Check each statement against the abstract that follows, answering yes or no and quoting the words from it that settle the matter. 1. Luria wrote about a man who was unable to forget. 2. S kept his memories in the form of words. 3. The abstract presents repetition as always unpleasant.

◆ **Document segment**:
-*-

ABSTRACT

In previous chapters I have discussed subject creativity both in terms of teachers’ and students’ activities in the classroom. There are, however, occasions when subject creativity seems to resist in spite of our various attempts to use mysteries, exercises and other similar techniques. Often this resistance goes hand in hand with ego resistance and the whole creative process stalls. What emerges in its place is the insistence of old well-cherished pieces of ‘truth’ which the student or teacher for various reasons cannot relinquish. In fact, sometimes this insistence becomes repetitive in a way the student or teacher is not aware of. When discussing repetition, Lacan described a colleague who stood up at every meeting and exclaimed exactly the same thing (as if it was for the first time). Most of us have had to sit through similar ‘speeches’. Students recognise when a teacher becomes stuck in an old argument which s/he fondly airs whenever the opportunity arises. Meaningful looks are exchanged (‘here we go again. . . .’). The teacher on the other hand seems blissfully unaware of the reiteration. Repetition comes in many shapes and guises, such as repetitive dreams, neurotic symptoms, rituals and repetitive thought patterns. Even music (jingles for example) can repeat in our minds over and over again. Repetition can be pleasurable (football slogans and chanting during a match). It can also be irritating as, for instance, when mulling over an embarrassing event. Repetition can even be destructive, such as when individuals repeat the same patterns in relationships, choosing violent partners again and again (brilliant students can repeatedly

sabotage their results by failing to hand in assignments on time; similarly brilliant teachers can produce the same destructive classroom dramas every year). Repeating old given truths would seem to indicate that the subject cannot forget or release this information. Forgetting is as essential to learning as remembering! Luria (1968), for instance, described the case of a man who could not forget. S earned his living performing memory feats on the stage. He stored memories as pictures, and while accurate, he claimed that pictures would ‘jam’ his mind. He was troubled by his recurring memories and spent a great deal of time attempting to create strategies helping him to forget. We must be able to forget certain information so as to allow for the integration of new information – memory is not limitless. Trauma survivors with PTSD also suffer from the inability to forget. In this chapter I intend to investigate why creativity stalls, what causes repetition (the ego, the subject or both) and if there are any means to inoculating ourselves and our students against this rigidity. I hope during the course of this investigation that new information about the mechanisms of subject creativity will emerge, albeit through an inverted analysis. Research in the previous chapter indicated that metaphor is involved in creativity. Is there any evidence pointing to the lack of metaphor being involved in memory repetition or rigidity of discourse? Further, in what way does metaphor facilitate creativity and can a lack of signifiers affect the creative process negatively, as suggested by Antonio Damasio?

-*-

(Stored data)
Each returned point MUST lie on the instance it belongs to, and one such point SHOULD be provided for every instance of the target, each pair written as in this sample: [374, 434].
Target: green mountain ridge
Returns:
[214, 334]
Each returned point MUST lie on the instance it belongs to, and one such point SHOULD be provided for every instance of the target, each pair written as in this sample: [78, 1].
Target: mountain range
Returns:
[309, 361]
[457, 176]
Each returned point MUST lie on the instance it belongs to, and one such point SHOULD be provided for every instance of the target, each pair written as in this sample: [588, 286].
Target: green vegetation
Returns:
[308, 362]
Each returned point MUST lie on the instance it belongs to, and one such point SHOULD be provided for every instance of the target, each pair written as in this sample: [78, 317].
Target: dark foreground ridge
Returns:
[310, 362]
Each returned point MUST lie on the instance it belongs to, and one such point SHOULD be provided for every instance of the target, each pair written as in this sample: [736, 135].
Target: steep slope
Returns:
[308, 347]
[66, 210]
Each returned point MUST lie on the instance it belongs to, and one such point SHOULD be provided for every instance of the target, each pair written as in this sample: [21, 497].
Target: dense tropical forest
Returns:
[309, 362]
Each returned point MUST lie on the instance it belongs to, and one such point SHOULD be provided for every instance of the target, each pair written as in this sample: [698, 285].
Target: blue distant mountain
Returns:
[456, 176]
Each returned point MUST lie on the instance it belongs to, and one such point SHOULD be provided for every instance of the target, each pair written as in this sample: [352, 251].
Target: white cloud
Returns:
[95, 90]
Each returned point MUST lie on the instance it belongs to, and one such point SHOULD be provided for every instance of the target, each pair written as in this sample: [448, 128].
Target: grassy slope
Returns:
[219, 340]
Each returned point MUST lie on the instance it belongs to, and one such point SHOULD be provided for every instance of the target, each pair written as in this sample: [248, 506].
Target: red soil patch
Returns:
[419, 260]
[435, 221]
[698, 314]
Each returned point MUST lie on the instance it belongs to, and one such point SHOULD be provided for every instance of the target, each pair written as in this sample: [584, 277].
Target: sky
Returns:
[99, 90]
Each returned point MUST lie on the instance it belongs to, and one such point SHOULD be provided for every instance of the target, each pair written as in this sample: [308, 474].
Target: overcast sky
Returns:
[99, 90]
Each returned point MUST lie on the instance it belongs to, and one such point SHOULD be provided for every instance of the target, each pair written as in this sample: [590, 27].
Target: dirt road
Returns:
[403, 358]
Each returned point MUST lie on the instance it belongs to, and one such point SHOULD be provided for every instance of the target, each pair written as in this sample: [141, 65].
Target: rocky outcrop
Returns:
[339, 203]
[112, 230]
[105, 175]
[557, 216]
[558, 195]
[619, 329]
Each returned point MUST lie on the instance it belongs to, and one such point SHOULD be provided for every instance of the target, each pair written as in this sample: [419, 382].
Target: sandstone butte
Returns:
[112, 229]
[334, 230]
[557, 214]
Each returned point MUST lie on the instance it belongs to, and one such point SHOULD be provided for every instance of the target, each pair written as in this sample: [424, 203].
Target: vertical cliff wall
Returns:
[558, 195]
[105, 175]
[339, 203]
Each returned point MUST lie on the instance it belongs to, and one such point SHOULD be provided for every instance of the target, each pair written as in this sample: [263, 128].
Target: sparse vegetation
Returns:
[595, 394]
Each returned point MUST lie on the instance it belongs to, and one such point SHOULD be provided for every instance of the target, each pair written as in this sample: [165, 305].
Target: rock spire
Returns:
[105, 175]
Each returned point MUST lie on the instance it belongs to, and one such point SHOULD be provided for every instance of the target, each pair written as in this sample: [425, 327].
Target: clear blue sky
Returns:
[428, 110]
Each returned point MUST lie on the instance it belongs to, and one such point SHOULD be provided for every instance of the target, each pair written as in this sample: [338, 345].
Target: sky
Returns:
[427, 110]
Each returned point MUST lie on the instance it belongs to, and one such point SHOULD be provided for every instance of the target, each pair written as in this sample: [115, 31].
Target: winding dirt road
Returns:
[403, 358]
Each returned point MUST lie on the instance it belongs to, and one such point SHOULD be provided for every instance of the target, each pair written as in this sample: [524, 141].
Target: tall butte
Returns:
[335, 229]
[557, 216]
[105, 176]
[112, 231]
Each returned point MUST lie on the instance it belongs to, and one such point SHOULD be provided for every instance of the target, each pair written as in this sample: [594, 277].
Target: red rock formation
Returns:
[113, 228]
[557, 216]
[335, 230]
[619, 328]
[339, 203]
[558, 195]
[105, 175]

-*-

◆ **Output for this exercise**:
1. Yes: "Luria (1968), for instance, described the case of a man who could not forget."
2. No: "He stored memories as pictures"
3. No: "Repetition can be pleasurable (football slogans and chanting during a match)."